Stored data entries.
--
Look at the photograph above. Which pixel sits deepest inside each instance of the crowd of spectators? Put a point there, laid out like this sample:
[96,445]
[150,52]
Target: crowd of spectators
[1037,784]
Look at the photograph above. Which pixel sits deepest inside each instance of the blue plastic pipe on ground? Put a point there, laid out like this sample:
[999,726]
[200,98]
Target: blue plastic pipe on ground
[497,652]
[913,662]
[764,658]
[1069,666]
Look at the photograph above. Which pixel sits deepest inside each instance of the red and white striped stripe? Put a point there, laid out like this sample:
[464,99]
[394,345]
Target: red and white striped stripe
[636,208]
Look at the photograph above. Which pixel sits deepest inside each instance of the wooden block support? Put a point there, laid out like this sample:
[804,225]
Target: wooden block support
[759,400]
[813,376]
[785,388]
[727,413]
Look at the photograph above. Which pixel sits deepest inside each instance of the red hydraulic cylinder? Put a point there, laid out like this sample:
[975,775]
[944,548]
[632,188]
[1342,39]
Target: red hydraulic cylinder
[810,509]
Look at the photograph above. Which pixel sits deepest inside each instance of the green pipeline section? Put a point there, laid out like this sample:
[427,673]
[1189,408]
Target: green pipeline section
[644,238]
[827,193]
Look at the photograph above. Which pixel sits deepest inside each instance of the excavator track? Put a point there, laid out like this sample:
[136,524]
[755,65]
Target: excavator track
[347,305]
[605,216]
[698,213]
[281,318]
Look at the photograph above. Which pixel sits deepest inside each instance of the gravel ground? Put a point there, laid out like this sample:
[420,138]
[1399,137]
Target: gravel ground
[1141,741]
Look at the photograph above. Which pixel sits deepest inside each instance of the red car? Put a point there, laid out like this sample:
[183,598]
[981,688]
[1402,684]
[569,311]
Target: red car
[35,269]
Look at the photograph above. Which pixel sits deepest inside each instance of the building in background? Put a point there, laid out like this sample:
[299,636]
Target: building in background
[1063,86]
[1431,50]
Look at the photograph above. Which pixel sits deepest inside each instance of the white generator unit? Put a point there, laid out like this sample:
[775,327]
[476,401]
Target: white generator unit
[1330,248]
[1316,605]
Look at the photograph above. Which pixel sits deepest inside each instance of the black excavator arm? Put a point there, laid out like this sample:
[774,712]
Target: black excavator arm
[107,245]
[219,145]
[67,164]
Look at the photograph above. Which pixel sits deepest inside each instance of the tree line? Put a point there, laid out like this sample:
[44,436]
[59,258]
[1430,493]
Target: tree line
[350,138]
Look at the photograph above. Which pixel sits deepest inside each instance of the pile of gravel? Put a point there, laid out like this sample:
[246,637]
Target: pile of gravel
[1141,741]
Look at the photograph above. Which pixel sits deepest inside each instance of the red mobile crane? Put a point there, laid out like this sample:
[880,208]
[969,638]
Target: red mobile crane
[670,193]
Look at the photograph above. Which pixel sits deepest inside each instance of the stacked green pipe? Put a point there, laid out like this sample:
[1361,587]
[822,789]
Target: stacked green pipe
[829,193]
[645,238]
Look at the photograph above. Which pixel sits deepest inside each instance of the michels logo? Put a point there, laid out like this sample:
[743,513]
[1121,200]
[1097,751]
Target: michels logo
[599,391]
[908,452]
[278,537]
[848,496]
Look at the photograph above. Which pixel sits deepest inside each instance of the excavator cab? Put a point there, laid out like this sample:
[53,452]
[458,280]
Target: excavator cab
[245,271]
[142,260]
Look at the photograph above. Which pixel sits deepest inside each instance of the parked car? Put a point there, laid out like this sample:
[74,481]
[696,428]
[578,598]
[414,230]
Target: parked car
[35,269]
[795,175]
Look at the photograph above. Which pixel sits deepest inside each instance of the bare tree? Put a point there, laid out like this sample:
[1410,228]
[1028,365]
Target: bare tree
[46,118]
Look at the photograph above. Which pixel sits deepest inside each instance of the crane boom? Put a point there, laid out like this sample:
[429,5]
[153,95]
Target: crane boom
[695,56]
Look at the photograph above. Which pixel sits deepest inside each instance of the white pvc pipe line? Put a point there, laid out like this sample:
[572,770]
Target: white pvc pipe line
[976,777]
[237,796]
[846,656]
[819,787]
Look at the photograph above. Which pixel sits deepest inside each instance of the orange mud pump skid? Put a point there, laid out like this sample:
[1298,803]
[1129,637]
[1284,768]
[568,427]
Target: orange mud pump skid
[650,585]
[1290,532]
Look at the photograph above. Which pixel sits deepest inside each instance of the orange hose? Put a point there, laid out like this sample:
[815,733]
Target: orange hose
--
Problem to work on. Using the records above, report each line with the string "hose".

Exercise answer.
Look at the photograph above. Which pixel sits deepest inside each instance of the orange hose? Put a point there, laid out like this sample:
Target: orange hose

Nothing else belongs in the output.